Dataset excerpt
::::

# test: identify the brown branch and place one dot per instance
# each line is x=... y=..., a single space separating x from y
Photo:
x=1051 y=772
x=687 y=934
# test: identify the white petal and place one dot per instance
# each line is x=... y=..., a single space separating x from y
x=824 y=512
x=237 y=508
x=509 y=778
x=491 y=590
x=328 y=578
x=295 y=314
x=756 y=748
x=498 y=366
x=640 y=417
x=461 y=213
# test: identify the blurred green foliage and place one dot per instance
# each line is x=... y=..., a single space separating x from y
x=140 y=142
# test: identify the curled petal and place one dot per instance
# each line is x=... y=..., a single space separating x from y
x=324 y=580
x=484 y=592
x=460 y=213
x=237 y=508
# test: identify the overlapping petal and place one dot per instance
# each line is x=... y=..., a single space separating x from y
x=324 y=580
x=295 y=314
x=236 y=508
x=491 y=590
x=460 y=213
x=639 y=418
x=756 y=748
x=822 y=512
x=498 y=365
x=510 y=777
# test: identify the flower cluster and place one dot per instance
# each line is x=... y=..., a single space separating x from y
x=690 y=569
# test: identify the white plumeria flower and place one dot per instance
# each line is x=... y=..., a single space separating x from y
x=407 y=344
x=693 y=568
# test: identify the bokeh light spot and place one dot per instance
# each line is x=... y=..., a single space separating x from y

::::

• [Work to be completed]: Exactly reproduce every record.

• [Solution]:
# test: identify the brown branch and place one dot per instance
# each line is x=... y=..., a single space separating x from y
Photo:
x=1051 y=772
x=687 y=934
# test: identify the white petal and place one dot per instance
# each line is x=... y=..., a single space separating x from y
x=824 y=512
x=237 y=508
x=509 y=778
x=491 y=590
x=328 y=578
x=295 y=314
x=756 y=748
x=498 y=366
x=640 y=417
x=461 y=213
# test: identify the blurred green foliage and place one dot per instance
# each line is x=... y=..., a single space separating x from y
x=140 y=142
# test: identify the curled petal and place one dot per instance
# each line is x=... y=..., a single space separating x from y
x=324 y=580
x=484 y=592
x=460 y=213
x=237 y=508
# test: identify the overlapping petal and place one dot per instance
# each line is x=... y=..., a single space separating x from y
x=324 y=580
x=295 y=314
x=236 y=508
x=491 y=590
x=460 y=213
x=639 y=418
x=756 y=748
x=822 y=512
x=498 y=365
x=510 y=777
# test: identify the flower cluster and place one dot per instance
# each line is x=... y=..., a single space separating x from y
x=690 y=569
# test: identify the white plumeria flower and place one dot per instance
# each line is x=... y=..., a single space separating x from y
x=407 y=344
x=693 y=568
# test: identify the bokeh light spot and place one dot per instance
# each line is x=... y=..., a single space separating x from y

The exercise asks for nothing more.